> Task description
Which lines of the data below hold "pixels"? Copy each of them.

——————————

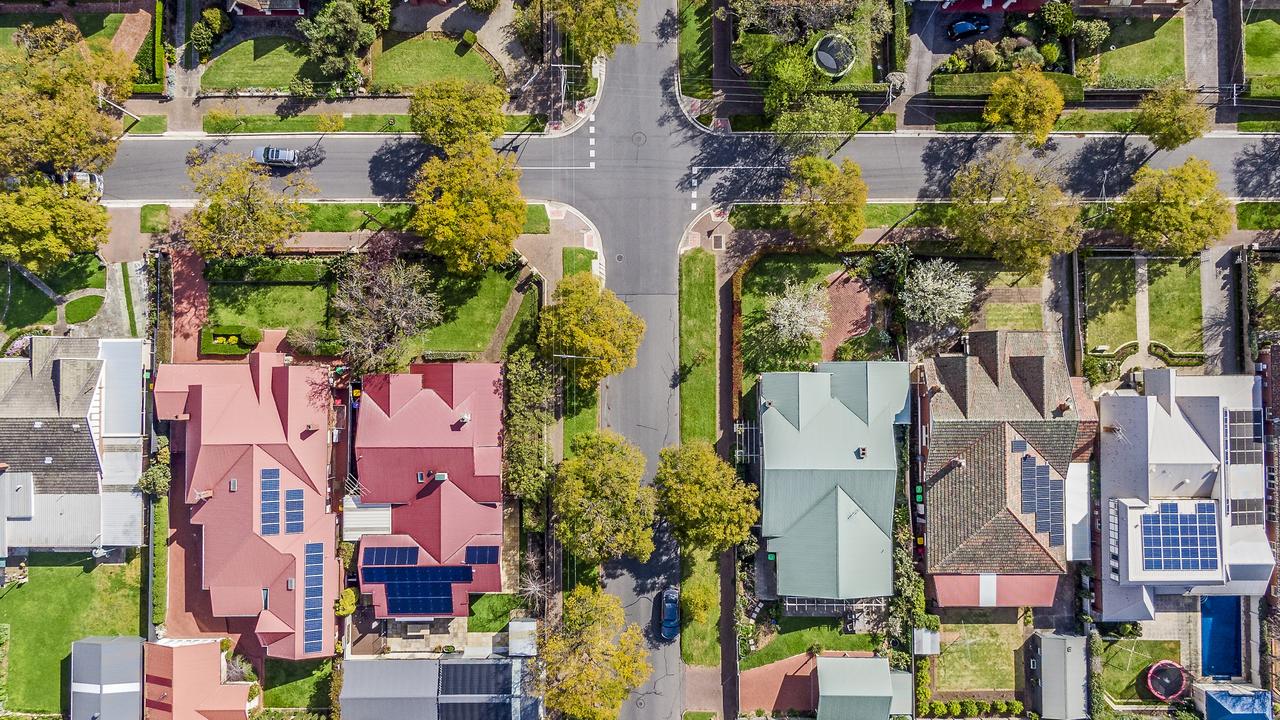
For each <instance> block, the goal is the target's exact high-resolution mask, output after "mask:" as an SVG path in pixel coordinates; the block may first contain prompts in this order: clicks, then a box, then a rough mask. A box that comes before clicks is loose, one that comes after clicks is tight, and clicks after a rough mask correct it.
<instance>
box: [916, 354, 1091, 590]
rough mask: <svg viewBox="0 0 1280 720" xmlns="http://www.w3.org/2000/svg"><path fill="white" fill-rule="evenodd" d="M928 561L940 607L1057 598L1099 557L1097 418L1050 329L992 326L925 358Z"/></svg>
mask: <svg viewBox="0 0 1280 720" xmlns="http://www.w3.org/2000/svg"><path fill="white" fill-rule="evenodd" d="M920 377H922V383H920V384H918V386H916V387H918V391H919V398H920V411H919V421H920V432H919V433H918V437H919V438H920V447H919V455H920V457H922V466H920V475H919V477H920V478H922V480H923V488H922V491H923V492H922V493H920V495H923V501H924V502H923V505H924V512H925V523H924V528H925V532H924V562H925V570H927V573H928V575H929V578H928V579H929V587H931V591H932V594H933V600H934V602H936V603H937V605H938V606H942V607H1023V606H1034V607H1042V606H1048V605H1052V603H1053V593H1055V592H1056V588H1057V582H1059V578H1061V575H1064V574H1065V573H1066V562H1068V561H1075V560H1088V559H1089V527H1088V512H1089V496H1088V491H1089V478H1088V460H1089V457H1091V455H1092V452H1093V442H1094V437H1096V434H1097V420H1096V413H1094V409H1093V402H1092V400H1091V398H1089V396H1088V393H1087V392H1085V389H1084V383H1083V380H1080V379H1079V378H1071V377H1070V375H1069V373H1068V370H1066V360H1065V355H1064V350H1062V341H1061V338H1060V337H1059V334H1057V333H1052V332H1012V331H988V332H977V333H970V334H968V336H965V337H964V338H963V341H961V350H960V351H959V352H947V354H942V355H938V356H936V357H929V359H927V360H925V361H924V364H923V369H922V375H920Z"/></svg>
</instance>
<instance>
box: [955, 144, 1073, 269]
mask: <svg viewBox="0 0 1280 720" xmlns="http://www.w3.org/2000/svg"><path fill="white" fill-rule="evenodd" d="M951 196H952V197H951V210H950V211H948V213H947V218H946V227H947V229H948V231H951V233H952V234H955V236H956V237H957V238H959V240H960V241H961V242H963V243H964V246H965V249H968V250H970V251H973V252H977V254H980V255H988V256H991V258H995V259H996V260H998V261H1000V263H1002V264H1004V265H1005V266H1006V268H1009V269H1010V270H1016V272H1023V273H1028V274H1032V275H1034V277H1043V275H1044V272H1046V270H1048V261H1050V258H1052V256H1053V255H1057V254H1060V252H1070V251H1073V250H1075V246H1076V245H1079V242H1080V232H1079V223H1078V220H1079V217H1080V209H1079V206H1078V205H1076V204H1075V201H1074V199H1073V197H1071V196H1070V195H1068V193H1066V192H1064V191H1062V188H1061V187H1059V184H1057V179H1056V177H1055V176H1053V174H1052V173H1051V172H1050V170H1048V169H1046V168H1044V167H1039V165H1037V167H1030V165H1024V164H1023V163H1021V159H1020V158H1019V151H1018V149H1016V147H1015V146H1012V145H1006V146H1004V147H1002V149H998V150H996V151H993V152H988V154H987V155H984V156H982V158H977V159H974V160H970V161H969V163H966V164H965V165H964V167H961V168H960V170H959V172H956V176H955V179H954V181H952V182H951Z"/></svg>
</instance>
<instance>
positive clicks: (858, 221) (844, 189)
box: [782, 155, 867, 252]
mask: <svg viewBox="0 0 1280 720" xmlns="http://www.w3.org/2000/svg"><path fill="white" fill-rule="evenodd" d="M782 192H783V195H786V196H787V197H790V199H792V200H796V201H799V202H800V205H797V206H796V208H795V210H794V211H792V213H791V215H790V224H791V232H794V233H796V234H797V236H799V237H801V238H804V240H808V241H809V242H812V243H813V245H814V247H817V249H818V250H822V251H823V252H845V251H849V250H852V247H854V243H856V242H858V236H859V234H860V233H861V232H863V231H864V229H867V217H865V214H864V208H865V205H867V183H865V182H864V181H863V172H861V168H859V167H858V164H856V163H854V161H852V160H849V159H845V160H842V161H841V163H840V164H838V165H837V164H835V163H832V161H831V160H827V159H824V158H815V156H813V155H801V156H800V158H796V159H795V160H792V161H791V177H790V178H788V179H787V182H786V184H785V186H783V188H782Z"/></svg>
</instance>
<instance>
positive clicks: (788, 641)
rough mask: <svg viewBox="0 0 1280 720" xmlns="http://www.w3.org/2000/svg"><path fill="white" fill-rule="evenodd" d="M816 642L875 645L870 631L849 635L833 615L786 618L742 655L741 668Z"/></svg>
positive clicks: (843, 646)
mask: <svg viewBox="0 0 1280 720" xmlns="http://www.w3.org/2000/svg"><path fill="white" fill-rule="evenodd" d="M815 644H817V646H820V647H822V650H836V651H840V650H850V651H852V650H861V651H869V650H872V647H873V643H872V637H870V635H846V634H844V633H841V632H840V623H838V621H837V620H833V619H831V618H783V619H782V620H780V621H778V634H776V635H773V638H772V639H769V642H767V643H765V644H763V646H760V647H759V648H756V650H755V651H754V652H750V653H748V655H746V656H745V657H742V660H741V662H739V666H740V669H741V670H750V669H751V667H760V666H762V665H768V664H769V662H777V661H778V660H785V659H787V657H791V656H794V655H800V653H801V652H808V650H809V648H810V647H813V646H815Z"/></svg>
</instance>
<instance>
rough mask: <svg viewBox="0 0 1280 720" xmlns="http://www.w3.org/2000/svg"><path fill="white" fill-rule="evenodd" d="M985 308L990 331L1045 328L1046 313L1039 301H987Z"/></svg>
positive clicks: (1034, 329)
mask: <svg viewBox="0 0 1280 720" xmlns="http://www.w3.org/2000/svg"><path fill="white" fill-rule="evenodd" d="M983 309H984V310H986V311H987V329H988V331H996V329H1005V331H1039V329H1044V314H1043V313H1042V311H1041V306H1039V304H1038V302H987V304H986V305H983Z"/></svg>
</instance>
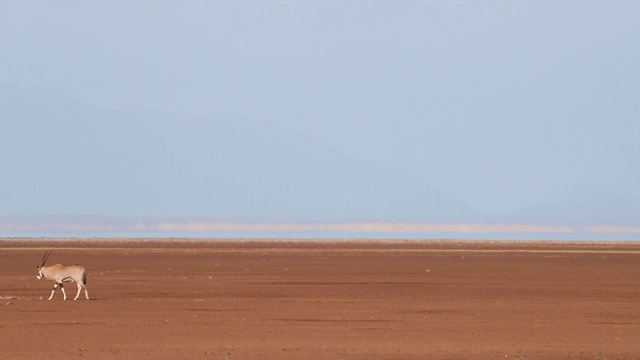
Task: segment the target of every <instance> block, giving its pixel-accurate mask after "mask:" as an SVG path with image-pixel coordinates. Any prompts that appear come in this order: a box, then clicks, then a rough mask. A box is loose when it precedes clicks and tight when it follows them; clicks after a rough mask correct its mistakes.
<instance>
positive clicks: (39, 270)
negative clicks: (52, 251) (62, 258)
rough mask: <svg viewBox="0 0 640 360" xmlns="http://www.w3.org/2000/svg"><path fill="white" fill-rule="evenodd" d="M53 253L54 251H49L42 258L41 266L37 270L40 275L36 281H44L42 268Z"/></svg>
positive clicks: (41, 260)
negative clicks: (38, 280)
mask: <svg viewBox="0 0 640 360" xmlns="http://www.w3.org/2000/svg"><path fill="white" fill-rule="evenodd" d="M51 251H53V250H49V251H47V252H46V253H44V256H42V260H40V265H38V266H36V268H37V269H38V275H36V279H38V280H40V279H42V278H43V277H44V275H42V267H43V266H44V264H45V263H46V262H47V259H48V258H49V255H51Z"/></svg>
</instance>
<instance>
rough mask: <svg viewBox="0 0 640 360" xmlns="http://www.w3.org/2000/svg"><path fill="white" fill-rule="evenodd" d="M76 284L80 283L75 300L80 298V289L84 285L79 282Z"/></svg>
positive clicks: (78, 287) (74, 298)
mask: <svg viewBox="0 0 640 360" xmlns="http://www.w3.org/2000/svg"><path fill="white" fill-rule="evenodd" d="M76 285H78V293H77V294H76V297H75V298H74V299H73V300H74V301H75V300H78V296H80V291H81V290H82V285H81V284H80V283H79V282H77V283H76Z"/></svg>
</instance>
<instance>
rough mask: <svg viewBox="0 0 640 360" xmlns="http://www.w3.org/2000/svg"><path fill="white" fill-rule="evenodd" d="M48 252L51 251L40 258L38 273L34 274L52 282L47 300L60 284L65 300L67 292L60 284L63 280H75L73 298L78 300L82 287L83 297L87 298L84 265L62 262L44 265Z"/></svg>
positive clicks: (64, 281)
mask: <svg viewBox="0 0 640 360" xmlns="http://www.w3.org/2000/svg"><path fill="white" fill-rule="evenodd" d="M49 254H51V251H49V252H47V253H46V254H45V256H44V257H43V258H42V262H41V264H40V266H38V275H37V276H36V277H37V278H38V279H41V278H46V279H49V280H51V281H53V282H54V284H53V289H52V290H51V296H49V300H51V299H52V298H53V294H54V293H55V292H56V289H57V288H58V286H60V289H61V290H62V295H63V296H64V298H63V300H67V293H66V292H65V291H64V286H63V285H62V283H63V282H75V283H76V285H78V293H77V294H76V297H75V298H74V299H73V300H78V297H79V296H80V291H82V289H84V295H85V297H86V298H87V300H89V293H88V292H87V273H86V271H85V270H84V267H82V266H80V265H62V264H55V265H52V266H44V263H45V262H46V261H47V258H48V257H49Z"/></svg>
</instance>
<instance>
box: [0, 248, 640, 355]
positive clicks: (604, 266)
mask: <svg viewBox="0 0 640 360" xmlns="http://www.w3.org/2000/svg"><path fill="white" fill-rule="evenodd" d="M50 248H53V249H54V251H53V254H52V255H51V257H50V260H49V265H52V264H55V263H57V262H60V263H67V264H72V263H81V264H82V265H84V266H85V267H86V268H87V273H88V281H89V295H90V296H91V300H90V301H87V300H85V299H84V295H81V298H80V299H79V300H78V301H75V302H74V301H72V300H67V301H62V294H61V293H60V292H59V291H58V292H57V293H56V295H55V297H54V299H53V300H51V301H46V299H47V297H48V296H49V293H50V289H51V287H52V283H51V282H49V281H45V280H40V281H38V280H36V277H35V275H36V270H35V266H36V265H37V263H38V261H39V260H40V258H41V256H42V254H43V253H44V251H45V250H47V249H50ZM66 289H67V294H68V296H70V297H71V298H73V297H74V296H75V293H76V287H75V284H68V285H66ZM71 358H84V359H96V360H99V359H220V360H224V359H230V360H231V359H514V358H515V359H640V243H552V242H549V243H530V242H525V243H505V242H446V241H443V242H440V241H424V242H400V241H399V242H363V241H353V242H340V241H338V242H335V241H334V242H328V241H327V242H311V241H298V242H296V241H151V240H148V241H98V240H91V241H42V240H20V241H16V240H10V239H5V240H0V359H25V360H28V359H38V360H40V359H71Z"/></svg>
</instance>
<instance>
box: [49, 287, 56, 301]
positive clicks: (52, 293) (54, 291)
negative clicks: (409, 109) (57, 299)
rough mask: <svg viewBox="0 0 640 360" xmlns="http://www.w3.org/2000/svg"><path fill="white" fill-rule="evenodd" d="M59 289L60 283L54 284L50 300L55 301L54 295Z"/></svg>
mask: <svg viewBox="0 0 640 360" xmlns="http://www.w3.org/2000/svg"><path fill="white" fill-rule="evenodd" d="M57 288H58V283H53V289H52V290H51V296H49V300H51V299H53V293H55V292H56V289H57Z"/></svg>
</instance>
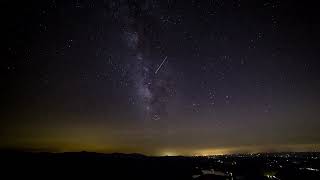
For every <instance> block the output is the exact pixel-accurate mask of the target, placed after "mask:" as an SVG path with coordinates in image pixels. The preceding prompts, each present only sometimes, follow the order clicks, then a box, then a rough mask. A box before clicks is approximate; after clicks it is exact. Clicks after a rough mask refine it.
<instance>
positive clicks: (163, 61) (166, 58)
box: [155, 56, 168, 74]
mask: <svg viewBox="0 0 320 180" xmlns="http://www.w3.org/2000/svg"><path fill="white" fill-rule="evenodd" d="M167 58H168V56H166V57H165V58H164V59H163V61H162V63H161V64H160V66H159V67H158V69H157V70H156V72H155V74H157V73H158V71H159V70H160V69H161V67H162V65H163V64H164V63H165V61H166V60H167Z"/></svg>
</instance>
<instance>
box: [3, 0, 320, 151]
mask: <svg viewBox="0 0 320 180" xmlns="http://www.w3.org/2000/svg"><path fill="white" fill-rule="evenodd" d="M308 3H309V2H301V1H300V2H295V1H290V0H259V1H253V0H252V1H249V0H193V1H191V0H183V1H182V0H181V1H178V0H149V1H134V0H104V1H93V0H70V1H65V0H41V1H40V0H39V1H18V0H16V1H15V0H13V1H9V0H4V1H1V7H2V9H3V11H2V12H1V14H2V19H3V20H2V23H1V24H2V28H1V29H2V30H4V32H3V33H1V34H2V36H3V40H2V44H4V47H3V50H4V52H3V53H2V55H1V56H2V58H1V74H2V76H1V89H2V90H1V91H2V93H1V95H0V96H1V116H0V119H1V120H0V140H1V143H0V147H1V148H14V149H24V150H35V151H81V150H87V151H98V152H116V151H117V152H138V153H145V154H155V155H159V154H160V155H161V154H186V155H191V154H219V153H231V152H256V151H287V150H289V151H309V150H319V143H320V133H319V130H320V119H319V117H320V108H319V107H320V103H319V100H320V94H319V92H320V72H319V68H320V62H319V57H320V45H319V40H320V35H319V32H320V21H319V18H318V16H319V12H318V9H317V8H316V7H317V6H316V5H315V4H308Z"/></svg>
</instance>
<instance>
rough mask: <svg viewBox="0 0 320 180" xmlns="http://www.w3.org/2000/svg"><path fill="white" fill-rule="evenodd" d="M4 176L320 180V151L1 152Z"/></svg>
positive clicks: (144, 178)
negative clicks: (122, 152)
mask: <svg viewBox="0 0 320 180" xmlns="http://www.w3.org/2000/svg"><path fill="white" fill-rule="evenodd" d="M0 158H1V172H2V173H1V176H3V177H4V176H5V177H6V178H1V179H13V178H19V179H20V178H21V179H27V178H28V179H29V178H31V179H78V178H86V179H148V180H153V179H159V180H160V179H161V180H165V179H175V180H179V179H181V180H184V179H186V180H187V179H197V180H202V179H208V180H210V179H229V180H231V179H317V180H319V179H320V171H319V169H320V154H319V153H274V154H245V155H243V154H242V155H227V156H206V157H182V156H175V157H150V156H143V155H139V154H98V153H87V152H80V153H25V152H7V151H5V152H1V155H0Z"/></svg>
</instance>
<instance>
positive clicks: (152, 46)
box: [118, 1, 172, 120]
mask: <svg viewBox="0 0 320 180" xmlns="http://www.w3.org/2000/svg"><path fill="white" fill-rule="evenodd" d="M119 6H120V7H118V8H119V9H120V11H121V12H119V14H120V19H122V23H123V24H122V25H123V37H124V38H123V39H124V41H125V42H126V44H127V46H128V47H129V48H130V50H131V51H132V52H133V55H132V67H131V71H130V76H131V77H132V81H134V85H135V89H136V93H137V95H138V97H139V101H140V103H141V104H142V109H143V112H144V115H145V118H147V119H153V120H160V119H161V118H162V117H166V116H167V111H166V104H167V103H168V101H169V97H170V94H171V93H170V90H171V86H172V83H171V81H170V79H171V78H170V71H169V70H167V69H165V68H163V69H161V70H160V68H161V67H162V66H164V61H165V60H166V59H167V56H166V55H165V52H164V51H163V49H162V48H161V42H160V40H159V38H158V35H159V33H160V32H159V27H158V26H159V22H158V20H159V18H157V17H155V16H152V15H150V14H151V13H150V12H151V11H153V7H152V6H149V4H148V3H147V2H143V3H137V2H134V1H133V2H131V3H126V2H121V3H120V4H119ZM155 47H157V48H155ZM151 54H158V56H154V55H151ZM157 61H158V62H159V64H154V63H153V62H157Z"/></svg>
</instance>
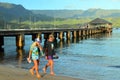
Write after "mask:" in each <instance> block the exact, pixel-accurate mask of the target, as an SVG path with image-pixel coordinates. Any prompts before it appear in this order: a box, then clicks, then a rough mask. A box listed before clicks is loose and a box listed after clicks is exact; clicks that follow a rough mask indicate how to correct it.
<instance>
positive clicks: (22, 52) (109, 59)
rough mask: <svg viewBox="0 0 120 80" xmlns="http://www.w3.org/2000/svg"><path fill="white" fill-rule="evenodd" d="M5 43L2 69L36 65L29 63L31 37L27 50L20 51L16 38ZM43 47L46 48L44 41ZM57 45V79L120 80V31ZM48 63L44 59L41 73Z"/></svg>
mask: <svg viewBox="0 0 120 80" xmlns="http://www.w3.org/2000/svg"><path fill="white" fill-rule="evenodd" d="M4 39H5V41H4V46H3V48H4V51H1V52H0V53H1V55H0V65H1V64H2V65H4V64H7V65H13V66H15V67H19V68H25V69H29V68H30V67H31V66H32V65H33V63H31V64H28V63H27V62H26V57H27V55H28V51H29V46H30V45H31V43H32V40H31V36H25V39H26V40H25V47H24V50H17V49H16V44H15V38H14V37H5V38H4ZM11 41H13V42H12V43H11ZM41 44H42V45H44V40H42V43H41ZM56 44H57V46H56V52H57V54H58V55H59V59H56V60H55V67H54V69H55V73H56V74H57V75H65V76H72V77H76V78H80V79H83V80H119V79H120V49H119V48H120V29H113V32H112V34H97V35H93V36H89V37H83V38H79V39H71V40H70V41H67V40H64V41H62V42H60V41H59V40H57V42H56ZM46 63H47V61H46V60H45V59H44V58H41V63H40V72H42V67H43V66H44V65H45V64H46ZM47 72H49V70H48V71H47Z"/></svg>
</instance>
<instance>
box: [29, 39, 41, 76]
mask: <svg viewBox="0 0 120 80" xmlns="http://www.w3.org/2000/svg"><path fill="white" fill-rule="evenodd" d="M39 49H40V51H41V52H42V46H41V44H40V40H39V38H36V39H35V41H34V42H33V43H32V45H31V47H30V51H29V57H28V60H31V57H32V60H33V63H34V66H33V67H32V68H31V69H30V73H31V74H32V75H34V71H36V76H37V78H40V77H41V76H40V74H39V69H38V68H39ZM42 54H43V52H42Z"/></svg>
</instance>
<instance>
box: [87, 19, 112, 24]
mask: <svg viewBox="0 0 120 80" xmlns="http://www.w3.org/2000/svg"><path fill="white" fill-rule="evenodd" d="M89 24H91V25H102V24H109V25H112V23H111V22H109V21H106V20H104V19H100V18H96V19H94V20H92V21H90V22H89Z"/></svg>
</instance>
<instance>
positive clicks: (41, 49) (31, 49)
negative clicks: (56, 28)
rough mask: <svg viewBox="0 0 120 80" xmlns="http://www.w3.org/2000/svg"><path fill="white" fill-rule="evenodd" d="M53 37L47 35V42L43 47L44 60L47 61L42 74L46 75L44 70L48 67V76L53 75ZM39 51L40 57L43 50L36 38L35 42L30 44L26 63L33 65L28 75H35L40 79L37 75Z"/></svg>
mask: <svg viewBox="0 0 120 80" xmlns="http://www.w3.org/2000/svg"><path fill="white" fill-rule="evenodd" d="M53 41H54V36H53V35H52V34H50V35H49V37H48V40H47V42H46V44H45V45H44V46H45V47H44V48H45V49H44V51H45V59H46V60H48V63H47V64H46V65H45V67H43V72H44V73H46V70H47V68H48V67H50V74H51V75H55V73H54V70H53V68H54V61H53V56H54V55H55V51H54V43H53ZM38 48H39V49H38ZM39 50H40V53H41V55H43V48H42V46H41V44H40V40H39V39H38V38H37V39H35V41H34V42H33V43H32V45H31V47H30V51H29V56H28V58H27V59H28V61H31V60H32V61H33V63H34V65H33V67H32V68H31V69H30V73H31V74H32V75H34V74H35V73H36V76H37V78H41V75H40V73H39V60H40V57H39Z"/></svg>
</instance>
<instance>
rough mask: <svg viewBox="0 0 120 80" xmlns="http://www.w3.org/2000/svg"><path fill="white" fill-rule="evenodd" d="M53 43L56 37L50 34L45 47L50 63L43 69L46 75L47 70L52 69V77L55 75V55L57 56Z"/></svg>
mask: <svg viewBox="0 0 120 80" xmlns="http://www.w3.org/2000/svg"><path fill="white" fill-rule="evenodd" d="M53 41H54V36H53V35H52V34H50V35H49V38H48V41H47V42H46V45H45V57H46V59H47V60H48V63H47V64H46V65H45V67H44V68H43V71H44V73H46V70H47V68H48V67H50V74H51V75H55V73H54V71H53V68H54V61H53V55H54V54H55V52H54V43H53Z"/></svg>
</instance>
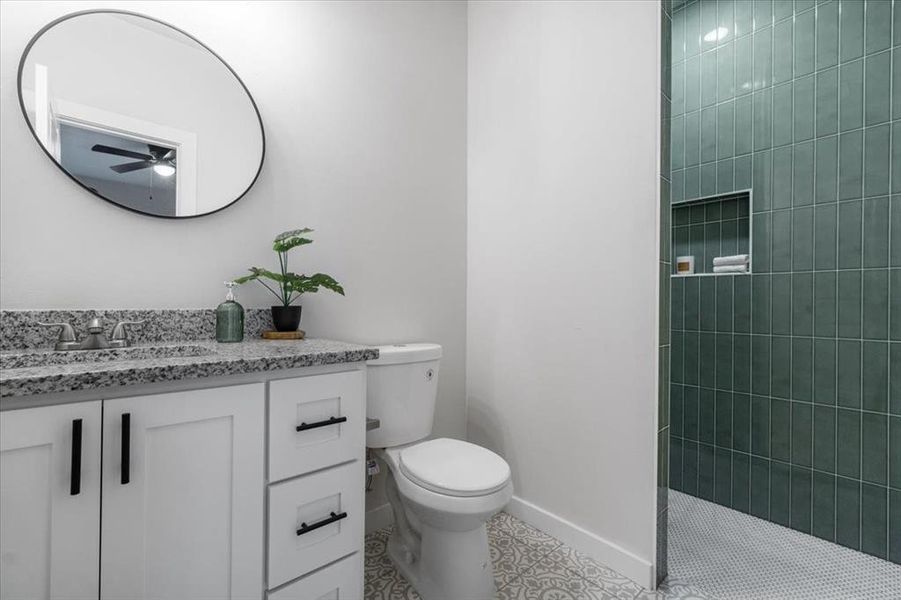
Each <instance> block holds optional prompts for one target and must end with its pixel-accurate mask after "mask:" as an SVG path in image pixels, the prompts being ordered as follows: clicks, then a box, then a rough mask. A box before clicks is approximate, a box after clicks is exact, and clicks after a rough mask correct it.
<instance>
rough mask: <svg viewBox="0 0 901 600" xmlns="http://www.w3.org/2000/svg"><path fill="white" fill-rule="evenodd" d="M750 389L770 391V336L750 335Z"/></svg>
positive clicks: (765, 393)
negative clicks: (750, 372)
mask: <svg viewBox="0 0 901 600" xmlns="http://www.w3.org/2000/svg"><path fill="white" fill-rule="evenodd" d="M751 391H752V392H753V393H755V394H769V393H770V337H769V336H764V335H754V336H751Z"/></svg>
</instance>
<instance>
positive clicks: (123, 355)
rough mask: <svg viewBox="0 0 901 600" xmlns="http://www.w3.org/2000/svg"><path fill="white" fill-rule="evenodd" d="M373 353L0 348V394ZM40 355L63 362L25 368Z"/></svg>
mask: <svg viewBox="0 0 901 600" xmlns="http://www.w3.org/2000/svg"><path fill="white" fill-rule="evenodd" d="M48 354H50V355H51V356H47V355H48ZM378 355H379V351H378V349H377V348H372V347H368V346H361V345H358V344H349V343H346V342H337V341H332V340H322V339H309V340H300V341H293V340H292V341H268V340H267V341H263V340H248V341H244V342H240V343H236V344H218V343H216V342H214V341H210V340H200V341H190V342H179V343H164V344H149V345H144V346H142V345H136V346H132V347H131V348H126V349H122V350H88V351H76V352H66V353H62V352H60V353H56V352H52V351H47V350H40V351H36V350H30V351H25V352H17V353H13V352H0V398H9V397H14V396H32V395H36V394H50V393H58V392H71V391H77V390H93V389H101V388H108V387H115V386H127V385H137V384H148V383H160V382H173V381H181V380H185V379H197V378H203V377H217V376H222V375H236V374H241V373H258V372H263V371H276V370H280V369H295V368H298V367H312V366H318V365H332V364H339V363H352V362H360V361H365V360H371V359H374V358H378ZM41 356H44V357H46V358H49V359H50V360H53V361H58V362H59V363H64V364H52V365H42V366H28V365H34V364H35V363H36V362H39V361H40V357H41ZM123 357H124V358H123Z"/></svg>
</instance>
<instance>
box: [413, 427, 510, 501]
mask: <svg viewBox="0 0 901 600" xmlns="http://www.w3.org/2000/svg"><path fill="white" fill-rule="evenodd" d="M400 468H401V471H402V472H403V474H404V475H406V476H407V477H408V478H409V479H411V480H412V481H413V482H414V483H416V484H418V485H420V486H422V487H424V488H426V489H427V490H431V491H433V492H437V493H439V494H446V495H448V496H484V495H487V494H490V493H492V492H495V491H497V490H499V489H501V488H502V487H504V486H505V485H506V484H507V482H508V481H509V480H510V466H509V465H508V464H507V461H505V460H504V459H503V458H501V457H500V456H498V455H497V454H495V453H494V452H492V451H491V450H488V449H486V448H482V447H481V446H476V445H475V444H470V443H469V442H463V441H460V440H452V439H448V438H440V439H437V440H429V441H427V442H422V443H421V444H416V445H414V446H410V447H409V448H405V449H404V450H403V452H401V454H400Z"/></svg>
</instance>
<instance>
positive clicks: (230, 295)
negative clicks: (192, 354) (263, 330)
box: [216, 281, 244, 343]
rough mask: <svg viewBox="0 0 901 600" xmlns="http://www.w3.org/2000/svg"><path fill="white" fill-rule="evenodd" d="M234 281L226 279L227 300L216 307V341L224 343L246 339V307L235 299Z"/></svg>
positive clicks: (234, 283) (226, 297) (225, 283)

——————————

> Exercise response
For every <instance> block the output is the exact pixel-accurate mask of the target, placed after "mask:" as an SVG path with coordinates in image pixels. The preceding prompts, each present only sometimes, follow the order clicks, then a box, then a rough mask. A box before clicks is approximate; after clicks it is exact. Clicks after a rough mask refine it.
Each <instance> block holds optional prompts for one target and must end with its pixel-accurate mask after "mask:" as an SVG path in image pixels, the prompts being ordered as follows: clicks, then a box, then a rough mask. A box before clicks is approximate, a box after clicks is exact, and clicks after a rough mask correct it.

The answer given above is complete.